==== Passage given ====

People just don't look. My EDC is a SIG P226 and I ain't sporting much in the way of clothing down here. T-shirts and shorts. People don't notice.

----------


## canid

Yes, but some people can spot a concealed weapon right away every time; Just ask them.

----------


## oldsoldier

I'm not so sure having not been there if  responding to the attack by an armed citizen or even personal security would have made the casualty count lower or not. Now before anyone gets mad here, I am 100% for owning, carrying, and using a weapon when the need arises. However I wonder if with the panic that was sure to happen when the shooting started if anyone could have gotten a clear shot at the shooter without causing more collaterial damage?

----------


## BENESSE

> You are  vicious, vicious woman. Evil, vicious woman. I'm puttin' the stink eye on you right now!


Why, whadidIsay? I was merely admitting how naive I am in these matters...you know, easily fooled.

----------


## Rick

Uh huh....

----------


## Justin Case

Unless you are trying to show it off nobody should see it,,

----------


## canid

If one person responds with armed force, it's pretty easy to tell where the target is. If 6 people are standing with a drawn weapon I could see it getting a little complicated in the heat of the moment.

----------


## canid

> Unless you are trying to show it off nobody should see it,,


that's one of the issues i have with open carry. I carry a fixed blade knife nearly all the time, and have to do so openly. Many people seem to mistake this for some sort of posturing, rather than my need not to be arrested for a felony.

----------


## Batch

> If one person responds with armed force, it's pretty easy to tell where the target is. If 6 people are standing with a drawn weapon I could see it getting a little complicated in the heat of the moment.


I doubt you will find a case of that many people responding. Most CCW holders don't carry. So only a small percentage of the population actually carry everyday.

----------


## klickitat

CCW holders are by nature defensive people. They will first try to make sure that theirs are safe before reacting. Even those with high levels of training are taught to put themselves between their loved ones and the threat while pulling a gun. 

CCW's will hold that position generally and protect rather than going on the attack to stop a threat. The perp in this case was tackled by two people so this indicates that it might have been fairly fast and furious. Once you have a defensive position the whole thing could have been over.

Contrary to popular liberal myth, CCW holders are not cowboys.

----------


## canid

here and now, no. in a social climate where people don't have to go well out of their way to secure permission to exercise what is supposed to be a right, why not?

this is not - of course - an argument against public carry. it should illustrate a responsibility in doing so that might take some effort in reacquiring if we ever get the right back.

----------


## crashdive123

I carry every day.  I also carry a badge on a neck chain (also has a belt clip) that has Concealed Carry Permit Holder on it.  It could be mistaken for a police badge.  I know a lot of them are sold at gun shows because of their "cool factor".  Many LEO's that I have talked with (I serve on the Sheriff's Advisory Council) recommended carrying one.  They all said, if you ever draw your weapon hang the badge around your neck.  While it doesn't mean a thing, if a LEO sees you standing with your weapon drawn and wearing a badge - they will take a second look.

==== Data ====

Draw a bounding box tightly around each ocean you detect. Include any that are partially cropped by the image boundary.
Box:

====

Aim of the exercise: Please list every distinct user name that appears as a post heading in the forum thread above, in the order each first appears.

Expected answer:
canid
oldsoldier
BENESSE
Rick
Justin Case
Batch
klickitat
crashdive123